**WORK REQUIRED**
Write out the lines below word for word, starting with the line that contains "For every instance of the american" and ending with the line that contains "pixel 354 80", both included.

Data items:
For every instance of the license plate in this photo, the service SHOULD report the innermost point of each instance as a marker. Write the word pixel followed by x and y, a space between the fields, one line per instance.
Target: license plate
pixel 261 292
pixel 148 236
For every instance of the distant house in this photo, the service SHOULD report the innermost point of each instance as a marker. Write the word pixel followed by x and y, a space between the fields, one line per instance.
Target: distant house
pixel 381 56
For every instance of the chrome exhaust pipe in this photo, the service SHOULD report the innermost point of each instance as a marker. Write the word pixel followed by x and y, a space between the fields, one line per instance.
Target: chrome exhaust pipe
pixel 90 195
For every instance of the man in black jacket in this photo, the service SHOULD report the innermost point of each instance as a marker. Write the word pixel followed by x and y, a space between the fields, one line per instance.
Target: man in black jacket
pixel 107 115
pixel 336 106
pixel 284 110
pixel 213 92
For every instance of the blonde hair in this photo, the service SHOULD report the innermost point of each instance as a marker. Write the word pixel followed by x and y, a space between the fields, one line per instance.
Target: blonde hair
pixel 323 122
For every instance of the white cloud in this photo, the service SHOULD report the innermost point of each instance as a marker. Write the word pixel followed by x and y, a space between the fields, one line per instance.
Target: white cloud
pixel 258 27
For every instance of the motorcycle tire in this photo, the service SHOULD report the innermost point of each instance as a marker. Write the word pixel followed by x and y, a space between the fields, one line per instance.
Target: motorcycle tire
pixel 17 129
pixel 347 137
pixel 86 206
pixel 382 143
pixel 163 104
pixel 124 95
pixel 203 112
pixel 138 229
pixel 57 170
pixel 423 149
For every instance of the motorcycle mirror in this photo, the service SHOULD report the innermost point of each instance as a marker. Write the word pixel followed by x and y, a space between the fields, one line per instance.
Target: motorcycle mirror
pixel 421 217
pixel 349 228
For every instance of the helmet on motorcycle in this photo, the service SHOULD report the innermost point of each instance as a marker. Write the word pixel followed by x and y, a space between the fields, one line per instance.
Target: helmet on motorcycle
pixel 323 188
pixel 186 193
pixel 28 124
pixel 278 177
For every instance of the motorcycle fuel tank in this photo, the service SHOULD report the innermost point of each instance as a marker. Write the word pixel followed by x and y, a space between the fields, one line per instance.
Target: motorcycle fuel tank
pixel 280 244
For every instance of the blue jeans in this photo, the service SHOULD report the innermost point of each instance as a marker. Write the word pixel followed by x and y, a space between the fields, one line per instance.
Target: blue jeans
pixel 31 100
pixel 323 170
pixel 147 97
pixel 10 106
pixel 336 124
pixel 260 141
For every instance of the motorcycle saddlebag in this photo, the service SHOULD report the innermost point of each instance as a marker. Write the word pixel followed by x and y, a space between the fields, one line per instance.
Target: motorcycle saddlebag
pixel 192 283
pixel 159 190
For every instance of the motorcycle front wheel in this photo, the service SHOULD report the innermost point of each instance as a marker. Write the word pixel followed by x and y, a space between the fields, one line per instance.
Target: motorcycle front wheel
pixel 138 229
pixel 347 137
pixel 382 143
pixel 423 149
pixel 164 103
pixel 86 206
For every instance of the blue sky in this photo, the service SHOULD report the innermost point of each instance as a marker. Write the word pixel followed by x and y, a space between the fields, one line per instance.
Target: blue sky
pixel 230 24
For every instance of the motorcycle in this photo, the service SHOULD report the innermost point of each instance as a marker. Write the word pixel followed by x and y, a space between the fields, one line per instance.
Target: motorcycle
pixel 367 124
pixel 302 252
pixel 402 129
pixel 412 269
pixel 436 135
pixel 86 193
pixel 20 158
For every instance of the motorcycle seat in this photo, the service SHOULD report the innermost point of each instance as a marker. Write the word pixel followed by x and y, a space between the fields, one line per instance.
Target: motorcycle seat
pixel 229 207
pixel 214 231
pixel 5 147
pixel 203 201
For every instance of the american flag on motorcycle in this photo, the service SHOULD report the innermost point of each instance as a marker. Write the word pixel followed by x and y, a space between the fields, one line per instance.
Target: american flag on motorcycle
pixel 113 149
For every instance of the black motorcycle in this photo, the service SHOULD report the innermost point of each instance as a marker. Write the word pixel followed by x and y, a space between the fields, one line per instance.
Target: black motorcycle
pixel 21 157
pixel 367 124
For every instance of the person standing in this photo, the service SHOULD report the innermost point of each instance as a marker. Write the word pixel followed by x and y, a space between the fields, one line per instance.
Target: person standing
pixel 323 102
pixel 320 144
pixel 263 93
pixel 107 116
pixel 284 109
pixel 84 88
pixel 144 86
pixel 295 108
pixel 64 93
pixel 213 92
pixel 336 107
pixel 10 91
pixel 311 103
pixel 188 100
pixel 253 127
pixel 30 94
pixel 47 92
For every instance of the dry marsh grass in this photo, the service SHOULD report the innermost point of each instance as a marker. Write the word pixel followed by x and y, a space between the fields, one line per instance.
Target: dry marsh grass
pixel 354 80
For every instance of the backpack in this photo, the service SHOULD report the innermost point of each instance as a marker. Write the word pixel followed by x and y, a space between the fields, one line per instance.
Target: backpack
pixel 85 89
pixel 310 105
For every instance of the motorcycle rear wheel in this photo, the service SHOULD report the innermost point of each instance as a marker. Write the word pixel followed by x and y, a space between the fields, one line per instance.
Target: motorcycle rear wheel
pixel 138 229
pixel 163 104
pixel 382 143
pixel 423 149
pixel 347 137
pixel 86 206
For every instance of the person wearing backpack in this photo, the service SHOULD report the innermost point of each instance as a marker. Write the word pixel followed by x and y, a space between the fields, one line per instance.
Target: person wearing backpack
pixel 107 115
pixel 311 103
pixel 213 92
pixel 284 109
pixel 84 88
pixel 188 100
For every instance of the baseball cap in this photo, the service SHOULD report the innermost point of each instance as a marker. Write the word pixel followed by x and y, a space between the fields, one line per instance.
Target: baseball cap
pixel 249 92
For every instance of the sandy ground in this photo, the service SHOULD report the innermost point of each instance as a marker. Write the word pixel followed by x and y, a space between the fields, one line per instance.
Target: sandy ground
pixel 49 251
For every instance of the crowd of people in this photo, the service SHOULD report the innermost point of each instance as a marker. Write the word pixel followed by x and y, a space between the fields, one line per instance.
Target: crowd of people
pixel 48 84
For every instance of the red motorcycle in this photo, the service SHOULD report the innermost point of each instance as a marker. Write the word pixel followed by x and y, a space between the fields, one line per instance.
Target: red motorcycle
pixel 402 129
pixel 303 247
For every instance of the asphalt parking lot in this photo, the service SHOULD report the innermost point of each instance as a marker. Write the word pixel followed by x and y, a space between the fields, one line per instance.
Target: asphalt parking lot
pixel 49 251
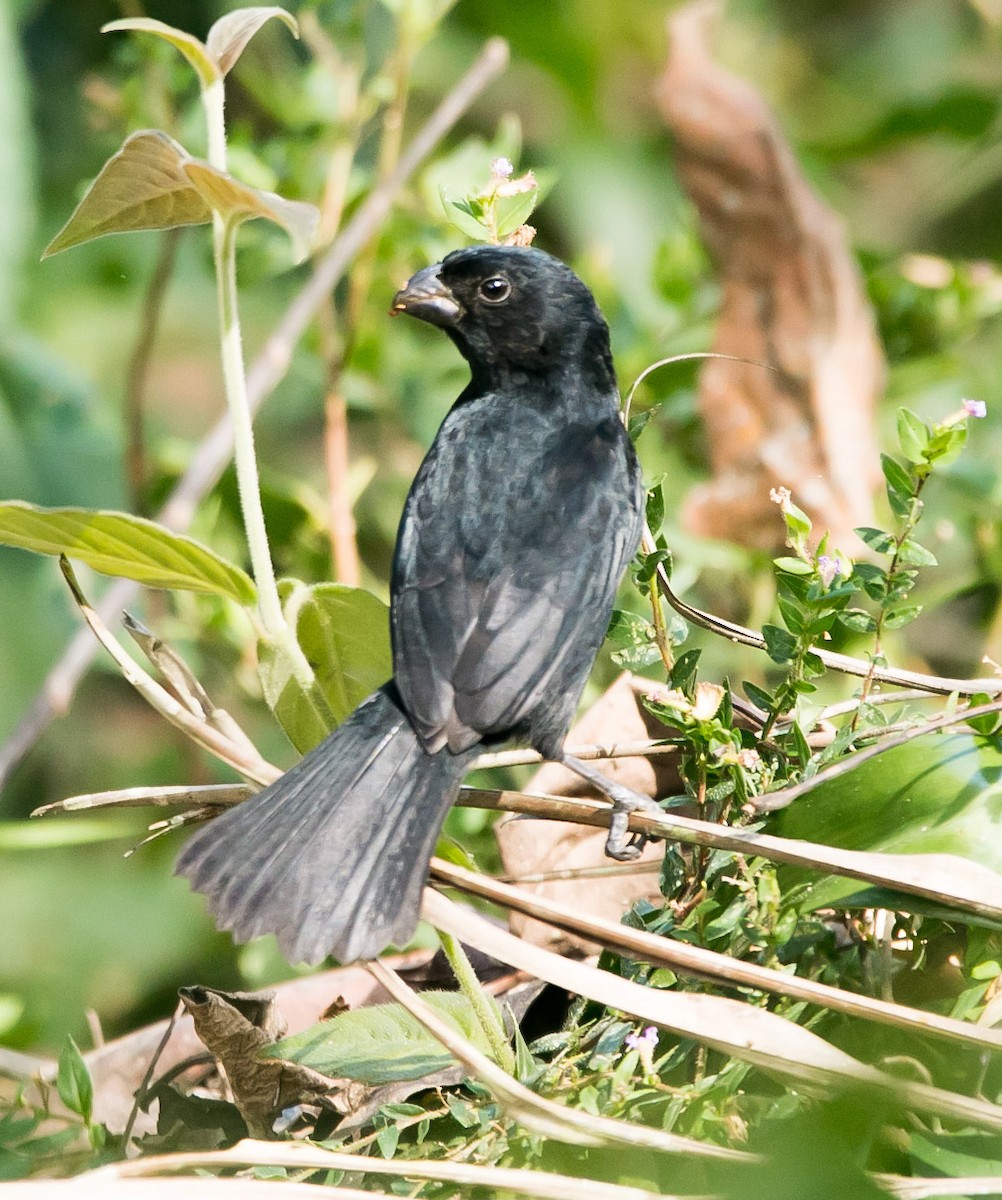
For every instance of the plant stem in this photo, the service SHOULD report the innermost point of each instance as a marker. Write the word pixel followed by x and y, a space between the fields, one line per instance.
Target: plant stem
pixel 660 630
pixel 907 529
pixel 471 988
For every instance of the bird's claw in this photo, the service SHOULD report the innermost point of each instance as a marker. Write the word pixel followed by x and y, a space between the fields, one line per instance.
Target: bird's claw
pixel 624 802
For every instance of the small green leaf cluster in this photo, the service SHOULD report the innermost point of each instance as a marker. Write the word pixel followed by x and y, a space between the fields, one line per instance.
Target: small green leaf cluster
pixel 813 589
pixel 498 213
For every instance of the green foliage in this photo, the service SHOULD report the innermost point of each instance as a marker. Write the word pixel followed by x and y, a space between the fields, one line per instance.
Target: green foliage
pixel 121 935
pixel 383 1043
pixel 124 545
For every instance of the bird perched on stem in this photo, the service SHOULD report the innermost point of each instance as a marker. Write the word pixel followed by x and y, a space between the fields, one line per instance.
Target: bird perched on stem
pixel 513 541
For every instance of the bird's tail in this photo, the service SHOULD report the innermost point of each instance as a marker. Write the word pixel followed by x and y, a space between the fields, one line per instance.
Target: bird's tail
pixel 331 857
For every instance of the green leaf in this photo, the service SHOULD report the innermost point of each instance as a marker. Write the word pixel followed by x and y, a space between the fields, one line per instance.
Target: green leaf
pixel 387 1139
pixel 900 486
pixel 655 508
pixel 988 724
pixel 912 436
pixel 793 565
pixel 460 215
pixel 383 1043
pixel 300 709
pixel 142 186
pixel 871 579
pixel 858 621
pixel 345 634
pixel 915 555
pixel 780 646
pixel 955 1155
pixel 629 629
pixel 192 49
pixel 797 521
pixel 876 539
pixel 934 796
pixel 123 545
pixel 648 564
pixel 759 696
pixel 229 35
pixel 513 211
pixel 240 202
pixel 73 1081
pixel 900 615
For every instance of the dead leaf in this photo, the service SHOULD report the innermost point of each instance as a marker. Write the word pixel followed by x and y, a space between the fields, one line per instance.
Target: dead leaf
pixel 792 298
pixel 532 847
pixel 235 1026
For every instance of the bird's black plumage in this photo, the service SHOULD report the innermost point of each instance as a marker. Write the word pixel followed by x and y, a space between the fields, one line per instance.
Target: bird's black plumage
pixel 514 538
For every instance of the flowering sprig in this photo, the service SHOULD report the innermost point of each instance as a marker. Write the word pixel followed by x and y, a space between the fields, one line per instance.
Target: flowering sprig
pixel 645 1044
pixel 498 213
pixel 813 589
pixel 923 448
pixel 719 762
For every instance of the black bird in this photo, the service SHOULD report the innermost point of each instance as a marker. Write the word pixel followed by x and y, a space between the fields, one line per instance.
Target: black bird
pixel 513 541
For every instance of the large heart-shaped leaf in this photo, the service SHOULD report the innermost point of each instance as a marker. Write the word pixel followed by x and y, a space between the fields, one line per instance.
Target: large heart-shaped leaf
pixel 231 34
pixel 345 636
pixel 383 1043
pixel 196 52
pixel 235 201
pixel 123 545
pixel 935 796
pixel 142 186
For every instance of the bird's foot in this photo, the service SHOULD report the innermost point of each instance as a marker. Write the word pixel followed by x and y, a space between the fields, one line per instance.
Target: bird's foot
pixel 624 802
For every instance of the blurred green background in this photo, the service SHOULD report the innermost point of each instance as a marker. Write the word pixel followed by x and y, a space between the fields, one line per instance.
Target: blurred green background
pixel 893 108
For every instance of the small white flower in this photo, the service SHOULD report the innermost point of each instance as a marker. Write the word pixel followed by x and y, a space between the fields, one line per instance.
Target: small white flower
pixel 831 568
pixel 708 697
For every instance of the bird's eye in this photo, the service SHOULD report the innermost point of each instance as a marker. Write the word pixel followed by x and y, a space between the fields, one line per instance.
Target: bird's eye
pixel 495 289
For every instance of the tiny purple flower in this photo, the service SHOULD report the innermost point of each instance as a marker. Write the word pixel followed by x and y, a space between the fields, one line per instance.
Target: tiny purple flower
pixel 646 1041
pixel 831 568
pixel 502 168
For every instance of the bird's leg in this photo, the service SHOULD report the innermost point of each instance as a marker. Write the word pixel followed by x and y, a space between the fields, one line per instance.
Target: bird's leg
pixel 624 802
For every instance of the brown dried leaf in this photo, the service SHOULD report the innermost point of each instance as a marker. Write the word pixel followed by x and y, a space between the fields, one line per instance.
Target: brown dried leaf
pixel 792 298
pixel 231 34
pixel 531 847
pixel 119 1067
pixel 142 186
pixel 234 1026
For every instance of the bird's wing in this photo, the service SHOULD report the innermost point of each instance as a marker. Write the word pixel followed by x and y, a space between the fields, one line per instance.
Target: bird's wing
pixel 508 561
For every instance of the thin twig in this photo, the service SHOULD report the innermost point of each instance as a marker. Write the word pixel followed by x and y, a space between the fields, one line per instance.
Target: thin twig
pixel 643 749
pixel 703 964
pixel 935 877
pixel 785 796
pixel 844 663
pixel 141 1091
pixel 138 370
pixel 214 795
pixel 531 1110
pixel 250 766
pixel 267 371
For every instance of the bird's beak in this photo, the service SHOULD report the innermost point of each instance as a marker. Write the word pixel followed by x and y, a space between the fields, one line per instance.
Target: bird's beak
pixel 426 297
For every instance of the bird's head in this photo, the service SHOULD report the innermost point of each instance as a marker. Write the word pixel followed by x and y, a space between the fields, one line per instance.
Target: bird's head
pixel 510 306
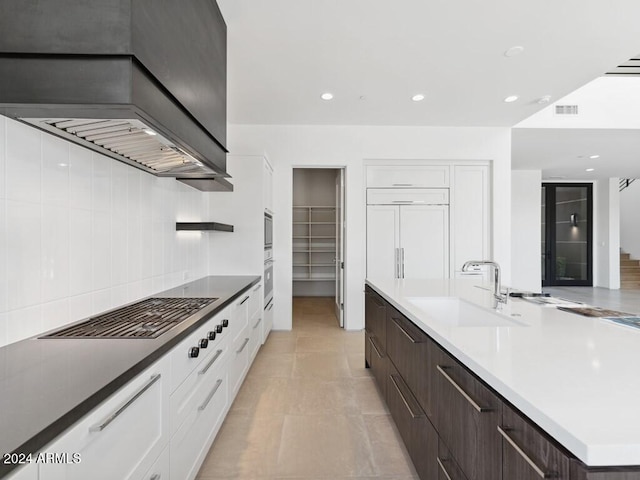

**IN RESPONSE**
For every instance of the american flag on motorcycle in this photo, the service SHOULD report the innermost point of each instance as a marker. Write the word pixel followed by x and y, a space between the fields, one line per instance.
Target: american flag on motorcycle
pixel 113 149
For every instance of the black motorcycle in this photo, the service SHOULD report the innermost point of each instance as a marker. Write the word pixel followed by x and y, a space between the fields, one line per instance.
Target: black motorcycle
pixel 21 157
pixel 367 124
For every instance of the person standing in this photo, the service SHOULD report the innermost point of each instance as a marker. Write the word pixel followed by x and y, a space between the fields, one line per instance.
Target: person standing
pixel 323 102
pixel 320 144
pixel 263 93
pixel 107 116
pixel 284 109
pixel 84 88
pixel 144 86
pixel 295 108
pixel 64 93
pixel 213 92
pixel 336 107
pixel 10 91
pixel 311 103
pixel 188 100
pixel 253 127
pixel 30 94
pixel 47 92
For every instance of the dry marsh grass in this photo, the service SHOULD report the innermost point of each instance as a marker. Write the word pixel followed by x and y, a space between the fields, one line per instance.
Target: dry marsh grass
pixel 354 80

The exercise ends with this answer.